### Task details:
Check every line below for the word "gets" and show those that hold it.

Data excerpts
◇ ◇ ◇
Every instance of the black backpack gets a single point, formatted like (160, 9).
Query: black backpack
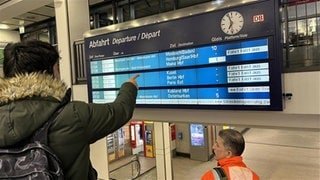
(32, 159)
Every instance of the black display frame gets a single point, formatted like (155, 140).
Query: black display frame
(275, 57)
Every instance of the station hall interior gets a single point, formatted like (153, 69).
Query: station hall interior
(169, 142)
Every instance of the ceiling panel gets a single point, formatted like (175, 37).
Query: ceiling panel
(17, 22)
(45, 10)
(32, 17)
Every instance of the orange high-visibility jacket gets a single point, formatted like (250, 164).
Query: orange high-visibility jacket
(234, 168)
◇ ◇ ◇
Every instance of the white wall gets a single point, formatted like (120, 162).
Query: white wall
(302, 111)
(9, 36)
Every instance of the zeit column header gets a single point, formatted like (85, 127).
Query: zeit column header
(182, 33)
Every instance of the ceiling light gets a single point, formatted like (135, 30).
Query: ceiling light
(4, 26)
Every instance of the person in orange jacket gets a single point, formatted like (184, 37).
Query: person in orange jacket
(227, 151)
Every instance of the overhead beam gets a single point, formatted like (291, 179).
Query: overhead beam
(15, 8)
◇ ◇ ◇
### Output of the task:
Every instance of the black backpack gets a single point, formatted like (160, 9).
Every instance of the black display frame gets a single point, formatted like (155, 140).
Every instance of the station hall interior gets a single point, formatted like (153, 69).
Every instance of the ceiling panel gets a single point, formatted like (175, 37).
Every instance of the orange high-visibility jacket gets a single point, formatted like (250, 164).
Every instance of the white wall gets a single point, formatted like (120, 162).
Every instance of the zeit column header gets a single point, formatted like (85, 127).
Every instance of the ceiling light gets a single point, formatted like (135, 30).
Every instance of the person in orange jacket gets a single point, formatted like (184, 37).
Every instance of the overhead beam gets a single point, formatted like (291, 179).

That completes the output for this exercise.